● **作業内容**: スーパーGT第2戦富士の記事のうち、「首位を独走する36号車の宮田」から「嬉しい連続勝利となりました。」までの部分(両端を含む)を、「トップチェッカー」を「優勝」に置き換えて書き直してください。

● **本文抜粋**:
2023スーパーGT第2戦富士 au TOM’S GR Supra(坪井翔/宮田莉朋)
2023スーパーGT第2戦富士 au TOM’S GR Supra(坪井翔/宮田莉朋)

 78周目に全ての車両が2度目のピットを終え、36号車の宮田は首位に復帰。この時点で2位とは17秒の差となっていました。後方では、山下の14号車が猛追を見せてポジションアップ。82周目には前を行く37号車アレジとの抜きつ抜かれつのバトルを展開し観客を沸かせました。このバトルを制し7位へと浮上した山下は、更に前で展開されていた4位争いのバトルに加わりました。

 残り5周で3位を走行していた24号車Zがアクシデントによりピットイン。これで6位となった14号車山下は、TGRコーナー進入でNiterra MOTUL Z 3号車をパスし5位浮上。その後、3位の車両がスローダウンしたことで4位に順位を上げました。

 首位を独走する36号車の宮田は、終盤もペースを緩めることなく後続との差を広げていき、最後は28秒もの大差をつけてトップチェッカー。TGRのGRスープラ勢にとって今季初勝利を飾ると共に、坪井、宮田のコンビでも初勝利。悔しい思いをした開幕戦岡山の雪辱を果たしました。坪井はチャンピオンを決めた一昨年の最終戦以来、宮田にとっては去年の第4戦富士大会以来となる、どちらも通算2勝目。宮田は2週間前のスーパーフォーミュラでも初勝利を飾っており、嬉しい連続勝利となりました。

 後半見事な追い上げを見せた14号車は4位フィニッシュ。37号車が6位、最後尾15番手スタートから粘り強く追い上げた39号車が8位でポイント獲得を果たしました。

2023スーパーGT第2戦富士 ENEOS X PRIME GR Supra(大嶋和也/山下健太)
2023スーパーGT第2戦富士 ENEOS X PRIME GR Supra(大嶋和也/山下健太)

 GT300クラスでは、5番手スタートの2号車が、1周目を終えてすぐにピットインし、1回目の給油義務を終えるという変則的な作戦を採りました。52号車も3周目を終えたところでピットへ向かい、同じく早めのピット作戦を採りました。

2023スーパーGT第2戦富士 muta Racing GR86 GT(堤優威/平良響/加藤寛規)
2023スーパーGT第2戦富士 muta Racing GR86 GT(堤優威/平良響/加藤寛規)

 最前列2番手グリッドからスタートした31号車は、嵯峨がスタートを担当し、トップ5圏内でのバトルを繰り広げ、早めの10周目にピットイン。根本へとドライバー交代を行いました。

● **提供資料**:

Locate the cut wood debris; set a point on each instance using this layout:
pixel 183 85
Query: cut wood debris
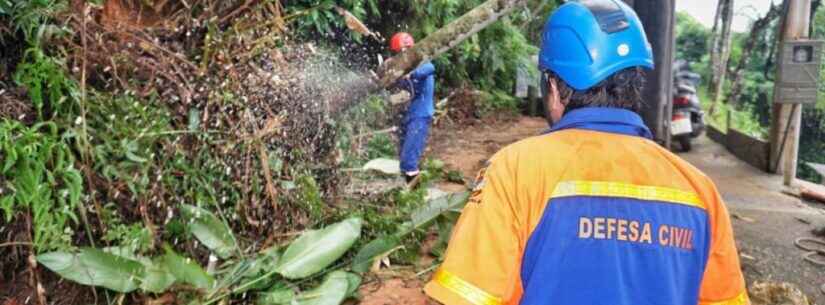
pixel 383 165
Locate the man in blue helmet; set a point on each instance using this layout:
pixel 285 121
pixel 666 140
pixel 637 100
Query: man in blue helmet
pixel 593 212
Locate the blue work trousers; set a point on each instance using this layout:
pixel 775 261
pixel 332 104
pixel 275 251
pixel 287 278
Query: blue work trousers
pixel 414 133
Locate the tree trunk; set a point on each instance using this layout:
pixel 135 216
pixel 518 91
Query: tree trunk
pixel 815 4
pixel 714 37
pixel 757 29
pixel 720 52
pixel 430 47
pixel 445 38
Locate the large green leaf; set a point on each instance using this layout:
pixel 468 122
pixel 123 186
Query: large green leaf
pixel 279 295
pixel 209 230
pixel 424 215
pixel 317 249
pixel 258 267
pixel 332 291
pixel 185 270
pixel 438 206
pixel 157 278
pixel 95 268
pixel 373 250
pixel 354 281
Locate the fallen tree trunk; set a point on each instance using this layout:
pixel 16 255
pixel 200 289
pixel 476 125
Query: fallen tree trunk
pixel 445 38
pixel 428 48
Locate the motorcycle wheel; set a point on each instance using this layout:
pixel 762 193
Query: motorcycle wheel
pixel 685 143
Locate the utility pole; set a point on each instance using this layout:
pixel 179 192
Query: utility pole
pixel 786 118
pixel 658 19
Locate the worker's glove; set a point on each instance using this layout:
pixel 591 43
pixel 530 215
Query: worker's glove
pixel 399 98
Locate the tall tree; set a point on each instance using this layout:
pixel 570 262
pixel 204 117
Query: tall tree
pixel 757 30
pixel 720 50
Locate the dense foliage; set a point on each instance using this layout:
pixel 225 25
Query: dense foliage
pixel 152 158
pixel 752 112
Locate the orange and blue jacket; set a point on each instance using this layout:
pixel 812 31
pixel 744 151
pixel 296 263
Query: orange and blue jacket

● **最終回答**:
首位を独走する36号車の宮田は、終盤もペースを緩めることなく後続との差を広げていき、最後は28秒もの大差をつけて優勝。TGRのGRスープラ勢にとって今季初勝利を飾ると共に、坪井、宮田のコンビでも初勝利。悔しい思いをした開幕戦岡山の雪辱を果たしました。坪井はチャンピオンを決めた一昨年の最終戦以来、宮田にとっては去年の第4戦富士大会以来となる、どちらも通算2勝目。宮田は2週間前のスーパーフォーミュラでも初勝利を飾っており、嬉しい連続勝利となりました。